**WHAT IS EXPECTED:**
Retype every entry below without any change.

**MATERIAL FOR THIS TASK:**
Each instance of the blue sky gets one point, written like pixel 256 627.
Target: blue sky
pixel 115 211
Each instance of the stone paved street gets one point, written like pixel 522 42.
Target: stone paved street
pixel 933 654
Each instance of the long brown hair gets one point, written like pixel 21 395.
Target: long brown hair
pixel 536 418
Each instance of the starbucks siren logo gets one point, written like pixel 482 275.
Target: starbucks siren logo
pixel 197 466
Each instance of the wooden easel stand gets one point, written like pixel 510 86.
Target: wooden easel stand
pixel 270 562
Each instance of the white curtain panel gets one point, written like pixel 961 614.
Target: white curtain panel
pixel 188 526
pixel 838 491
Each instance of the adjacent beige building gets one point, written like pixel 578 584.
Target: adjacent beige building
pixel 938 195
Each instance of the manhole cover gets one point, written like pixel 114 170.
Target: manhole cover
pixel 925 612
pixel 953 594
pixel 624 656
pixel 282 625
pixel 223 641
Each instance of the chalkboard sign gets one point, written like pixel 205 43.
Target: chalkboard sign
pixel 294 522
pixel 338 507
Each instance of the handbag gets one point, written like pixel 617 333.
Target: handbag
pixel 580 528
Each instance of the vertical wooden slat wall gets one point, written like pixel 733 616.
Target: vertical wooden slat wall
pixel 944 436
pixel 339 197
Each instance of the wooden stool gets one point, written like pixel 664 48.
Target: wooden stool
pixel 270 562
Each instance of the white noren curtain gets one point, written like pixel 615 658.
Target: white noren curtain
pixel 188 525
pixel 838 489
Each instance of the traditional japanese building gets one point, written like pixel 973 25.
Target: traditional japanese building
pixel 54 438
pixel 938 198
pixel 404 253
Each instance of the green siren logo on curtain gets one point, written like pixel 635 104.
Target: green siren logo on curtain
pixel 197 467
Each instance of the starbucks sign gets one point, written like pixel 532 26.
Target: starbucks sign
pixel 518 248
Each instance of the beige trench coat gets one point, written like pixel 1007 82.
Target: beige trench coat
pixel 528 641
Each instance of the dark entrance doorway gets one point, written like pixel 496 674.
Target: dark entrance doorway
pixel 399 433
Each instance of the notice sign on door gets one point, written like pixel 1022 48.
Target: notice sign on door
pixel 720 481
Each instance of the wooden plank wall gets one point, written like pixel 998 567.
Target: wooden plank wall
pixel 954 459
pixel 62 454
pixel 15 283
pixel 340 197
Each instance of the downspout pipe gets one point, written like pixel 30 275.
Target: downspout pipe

**TASK OUTPUT:**
Each instance of the blue sky gets one point, written like pixel 256 627.
Target: blue sky
pixel 115 211
Each instance of the stone paved street gets one point, written like pixel 522 42.
Target: stone paved street
pixel 933 654
Each instance of the long brown hair gets one point, written like pixel 21 395.
Target: long brown hair
pixel 536 418
Each instance of the starbucks siren logo gets one point, written like pixel 482 275.
Target: starbucks siren logo
pixel 197 466
Each instance of the wooden easel stand gets one point, written like pixel 510 86.
Target: wooden easel stand
pixel 270 562
Each instance of the white curtain panel gets one point, written like pixel 961 614.
Target: white curtain panel
pixel 188 526
pixel 838 491
Each instance of the adjacent beige building gets one point, written like pixel 578 584.
Target: adjacent beige building
pixel 938 195
Each instance of the manhole cover gets one point, written like pixel 114 170.
Target: manhole cover
pixel 925 612
pixel 953 594
pixel 624 656
pixel 282 625
pixel 223 641
Each instance of the chalkboard sign gets one point, written like pixel 205 43.
Target: chalkboard sign
pixel 294 522
pixel 338 507
Each instance of the handbag gets one point, written like pixel 617 333.
Target: handbag
pixel 580 528
Each instance of the vertical wooden slat wall gets one point, written like pixel 733 616.
Target: vertical wooden slat wall
pixel 944 436
pixel 339 197
Each instance of the wooden stool gets one point, written like pixel 664 48.
Target: wooden stool
pixel 270 562
Each instance of the white noren curtain gets one point, written like pixel 615 658.
Target: white noren curtain
pixel 188 525
pixel 838 489
Each instance of the traditional japanese building gets one point, written like pixel 973 25.
Target: traditional japanese building
pixel 54 438
pixel 938 198
pixel 404 253
Each instance of the green siren logo on curtain gets one point, written like pixel 635 104.
Target: green siren logo on curtain
pixel 197 467
Each instance of the starbucks sign gets one point, written like pixel 532 26.
Target: starbucks sign
pixel 518 248
Each instance of the beige trench coat gets one point, written like pixel 1007 82.
Target: beige trench coat
pixel 528 641
Each instance of the dark entrance doorway gets one point, written like pixel 496 674.
Target: dark entrance doorway
pixel 399 433
Each instance of the notice sign on door gets one point, written like pixel 1022 48.
Target: notice sign on door
pixel 720 481
Each instance of the wooden plank wall gets one point, written like pixel 998 567.
Target: wooden plank wall
pixel 954 459
pixel 62 454
pixel 15 283
pixel 340 197
Each instance of the downspout pipe gets one point, written like pixel 30 275.
Target: downspout pipe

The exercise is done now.